(Dataset rows)
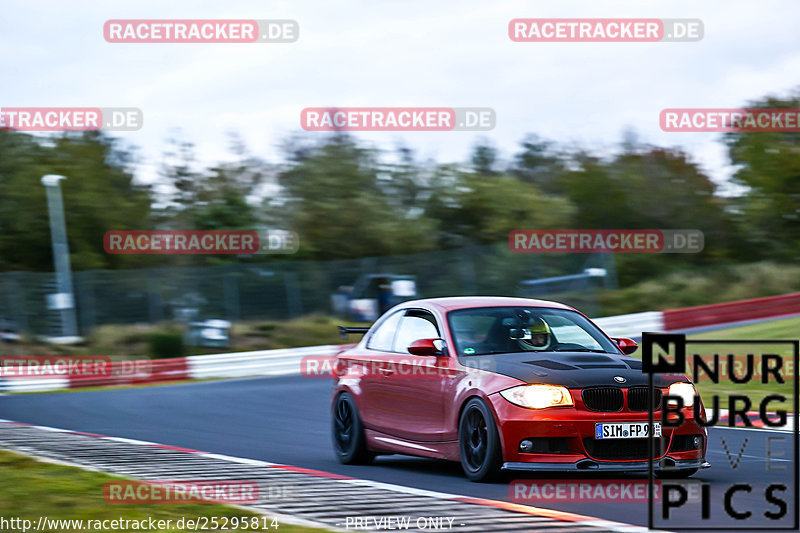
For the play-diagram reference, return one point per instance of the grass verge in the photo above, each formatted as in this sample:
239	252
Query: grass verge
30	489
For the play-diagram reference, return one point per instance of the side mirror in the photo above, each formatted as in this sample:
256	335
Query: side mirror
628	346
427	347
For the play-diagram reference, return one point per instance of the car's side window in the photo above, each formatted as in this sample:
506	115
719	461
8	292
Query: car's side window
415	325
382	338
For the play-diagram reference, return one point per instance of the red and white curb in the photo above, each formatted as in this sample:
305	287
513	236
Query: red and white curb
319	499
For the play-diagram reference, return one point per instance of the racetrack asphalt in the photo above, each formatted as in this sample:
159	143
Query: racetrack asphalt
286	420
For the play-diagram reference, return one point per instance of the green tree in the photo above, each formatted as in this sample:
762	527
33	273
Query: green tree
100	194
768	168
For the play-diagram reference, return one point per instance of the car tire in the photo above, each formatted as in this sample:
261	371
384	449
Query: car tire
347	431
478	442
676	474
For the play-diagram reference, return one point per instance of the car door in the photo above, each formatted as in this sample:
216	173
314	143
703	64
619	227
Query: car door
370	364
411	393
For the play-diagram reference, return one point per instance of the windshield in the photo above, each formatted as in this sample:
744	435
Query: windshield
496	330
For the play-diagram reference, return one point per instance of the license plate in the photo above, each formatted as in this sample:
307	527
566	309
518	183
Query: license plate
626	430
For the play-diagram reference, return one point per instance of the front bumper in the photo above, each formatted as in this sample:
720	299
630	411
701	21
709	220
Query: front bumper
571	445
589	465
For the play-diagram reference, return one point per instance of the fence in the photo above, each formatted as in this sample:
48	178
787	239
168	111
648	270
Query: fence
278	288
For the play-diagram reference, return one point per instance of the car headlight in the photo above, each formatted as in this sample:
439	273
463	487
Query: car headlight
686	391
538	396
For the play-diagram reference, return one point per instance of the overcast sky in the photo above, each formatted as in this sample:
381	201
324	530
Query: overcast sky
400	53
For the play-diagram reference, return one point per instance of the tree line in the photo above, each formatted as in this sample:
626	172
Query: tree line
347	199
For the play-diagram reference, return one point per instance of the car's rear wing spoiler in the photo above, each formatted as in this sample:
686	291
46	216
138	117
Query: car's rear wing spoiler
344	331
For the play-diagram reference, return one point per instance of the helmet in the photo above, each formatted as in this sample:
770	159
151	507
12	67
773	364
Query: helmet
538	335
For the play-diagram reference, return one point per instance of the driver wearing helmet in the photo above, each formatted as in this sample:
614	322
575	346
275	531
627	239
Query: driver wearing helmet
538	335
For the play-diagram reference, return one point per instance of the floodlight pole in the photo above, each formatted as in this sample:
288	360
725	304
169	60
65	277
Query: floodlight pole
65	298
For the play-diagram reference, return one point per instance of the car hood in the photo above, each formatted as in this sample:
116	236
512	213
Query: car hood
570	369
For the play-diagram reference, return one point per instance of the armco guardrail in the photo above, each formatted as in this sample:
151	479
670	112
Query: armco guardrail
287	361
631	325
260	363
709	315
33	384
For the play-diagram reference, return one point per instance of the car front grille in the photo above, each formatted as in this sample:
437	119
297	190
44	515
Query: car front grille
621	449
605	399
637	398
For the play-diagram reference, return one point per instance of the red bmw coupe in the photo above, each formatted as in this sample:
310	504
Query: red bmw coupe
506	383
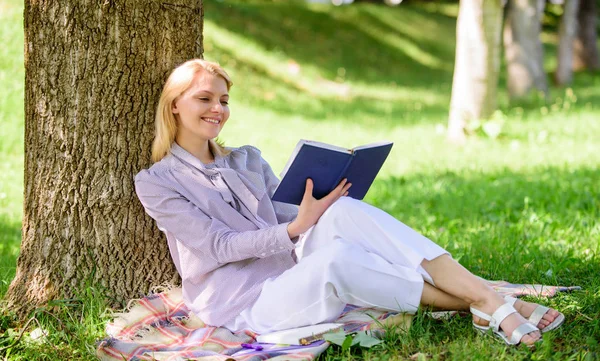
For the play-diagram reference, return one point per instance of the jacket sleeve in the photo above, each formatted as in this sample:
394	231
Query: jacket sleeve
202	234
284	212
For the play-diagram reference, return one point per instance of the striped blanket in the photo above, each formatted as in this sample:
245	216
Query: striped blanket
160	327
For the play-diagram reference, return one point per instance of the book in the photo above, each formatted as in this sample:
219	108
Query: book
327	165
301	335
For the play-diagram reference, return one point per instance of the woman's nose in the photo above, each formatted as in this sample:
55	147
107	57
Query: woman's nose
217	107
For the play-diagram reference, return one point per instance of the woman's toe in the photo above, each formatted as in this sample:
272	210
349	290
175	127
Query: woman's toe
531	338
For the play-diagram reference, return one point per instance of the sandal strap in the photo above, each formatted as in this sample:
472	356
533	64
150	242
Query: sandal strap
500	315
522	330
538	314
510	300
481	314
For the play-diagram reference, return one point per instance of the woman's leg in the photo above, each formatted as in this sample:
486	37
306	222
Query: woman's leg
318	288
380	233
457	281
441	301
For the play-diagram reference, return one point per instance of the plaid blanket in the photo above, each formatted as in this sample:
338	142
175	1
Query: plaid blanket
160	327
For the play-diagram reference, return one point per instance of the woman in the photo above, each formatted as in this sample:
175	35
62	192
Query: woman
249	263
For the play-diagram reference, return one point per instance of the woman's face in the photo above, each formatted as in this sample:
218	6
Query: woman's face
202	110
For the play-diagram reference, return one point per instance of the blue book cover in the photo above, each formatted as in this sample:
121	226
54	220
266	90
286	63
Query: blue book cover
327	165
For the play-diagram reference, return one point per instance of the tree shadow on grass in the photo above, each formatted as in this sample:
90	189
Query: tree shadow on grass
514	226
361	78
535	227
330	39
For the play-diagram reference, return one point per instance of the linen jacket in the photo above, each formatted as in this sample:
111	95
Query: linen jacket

> **SET TASK**
Skip the pictures and transcribe the rest of the records exactly.

> **RESULT BELOW**
For the play-diagram reference, return one point per instance of the grass verge in the photo above, each formatted as in this sample:
239	252
Query: grass verge
30	489
For the play-diagram reference, return one point per instance of the side mirror in the photo above, each formatted as in this sample:
256	335
Query: side mirror
628	346
427	347
For the play-diagram reference, return one point per instance of the car's side window in the photo above, each formatted as in this sample:
506	115
719	461
8	292
Query: car's side window
415	325
382	338
For the play-diagram reference, return one point per instance of the red and white curb in the photo above, each formatted as in this sample:
305	287
513	236
Query: red and white curb
319	499
For the play-diagram reference, return one point per instance of the racetrack asphalt in the photo above, each formatted as in this sample:
159	143
Query: racetrack asphalt
286	420
For the play-diagram reference, return one point per instance of the green tree in the photo above, each formatted as in this sample:
762	527
33	273
Query: green tree
100	194
768	168
For the play-diagram reference, return one point per instance of the car tire in the photo above, each formatted as in this sample:
261	371
384	449
Query: car tire
347	431
478	442
676	474
For the play-diagram reference, return one point per instance of the car door in the photo above, each formatted as in this sample:
216	173
314	143
703	64
619	227
Query: car door
370	364
411	393
For the play-diagram reference, return one point per instance of the windshield in the photo above, each formatted as in this sample:
744	435
Query: windshield
496	330
For the play-diagram reference, return one point per instance of the license plate in the photo above, each formatted as in this sample:
307	527
566	309
518	183
Query: license plate
626	430
For the play-diagram reference, return one point per instance of the front bumper in the photo above, each formatted as in this sample:
720	299
630	411
701	21
709	220
Query: front bumper
571	445
589	465
For the play-diagram reference, return one point per instance of the fence in the photo above, each formatted as in this sample:
48	178
787	239
168	111
648	270
Query: fence
278	288
For the play-diagram reference, return one point per instance of the car headlight in the photo above, each formatted as in this sample:
439	273
463	487
Query: car headlight
686	391
538	396
For the play-diagram reference, return one point per instance of the overcast sky in the photo above, each formatted as in this sample:
381	201
324	530
Query: overcast sky
400	53
For the play-diagram reference, return one point per instance of the tree line in the photo above, each formatted as in this sample:
626	172
Query: tree line
347	199
For the play-diagram reference, return one point per instance of the car's rear wing spoiler in the photo above, each formatted as in this sample:
686	291
46	216
138	117
Query: car's rear wing spoiler
344	331
For the play-diagram reference, return one point per instance of the helmet in the photo above, each formatted as in this sample:
770	159
151	507
12	67
773	364
Query: helmet
538	335
For the play-diagram reference, return one point per instance of the driver wearing helmet in the photo above, each formatted as in this sample:
614	322
575	346
275	531
627	239
Query: driver wearing helmet
538	335
For the play-diagram reference, return one point per instance of the floodlight pole in the photo above, each formatted as in this sample:
288	360
725	304
169	60
65	277
Query: floodlight pole
65	298
For the play-diagram reference, return one point per instance of the car hood in the photo above, each formatted as in this sample:
116	236
512	213
Query: car hood
570	369
For the play-diagram reference, return one point per instance of the armco guardrail in the photo above, each formatted as in this sample:
151	479
670	112
Query: armco guardrail
287	361
631	325
260	363
709	315
33	384
For the play-diagram reference, return one point per instance of the car front grille in the photo above, each formatted as in this sample:
437	119
297	190
44	515
Query: car front grille
621	449
605	399
637	398
For the play-diagram reference, return one point per instance of the red bmw coupe in the photo above, each formatted as in this sample:
310	504
Query: red bmw coupe
506	383
For the play-diagram reference, return one point per instance of the jacket sleeve in the photo above, each formatted as in this sample:
394	231
Query: jacket sleeve
202	234
284	212
For the play-diagram reference, return one point per instance of the striped blanket in the photo above, each formatted as in this sample:
245	216
Query: striped blanket
160	327
For the play-diagram reference, return one point per instance of the book in the photo above, each formatted as in this sample:
219	108
Query: book
327	165
301	335
For the play-diagram reference, return one point per instance of the woman's nose in the photo above, each formatted as in this sample:
55	147
107	57
Query: woman's nose
217	107
For the play-diagram reference, return one point per instance of the woman's toe in the photo above, each formatted as in this sample:
272	210
349	290
175	127
Query: woman's toe
531	338
For the play-diagram reference, return one point per instance of the sandal strap in the photo above, each formatted as in this sample:
472	356
533	64
150	242
Query: sandal strap
500	315
522	330
538	314
510	300
481	314
For the play-diagram reference, return one point per instance of the woman's leg in the photo above, each formatted as in this sample:
486	37
306	222
Query: woman's leg
318	288
380	233
457	281
441	301
For the play-diagram reference, return one point per instance of the plaid blanket in the photo above, each formatted as in this sample:
338	142
175	1
Query: plaid blanket
160	327
For the play-diagram reference, return one point per instance of the woman in the photo above, each formatted as in this sample:
175	35
62	192
Query: woman
249	263
For the play-diagram reference, return one point per instance of the woman's face in the photo above, each formatted as in this sample:
218	6
Query: woman's face
202	110
For the play-diagram reference, return one point per instance of the blue book cover in the photo above, each formatted as in this sample:
121	226
54	220
266	90
286	63
Query: blue book cover
327	165
For the play-diagram reference, return one point per instance of the tree shadow on grass in the photo above, each formatted as in this sample:
90	189
Query: tree shadow on grass
514	226
361	78
535	227
330	39
For the play-diagram reference, return one point per instance of the linen jacket in the photo above, each formatted as in this sample:
111	95
Query: linen jacket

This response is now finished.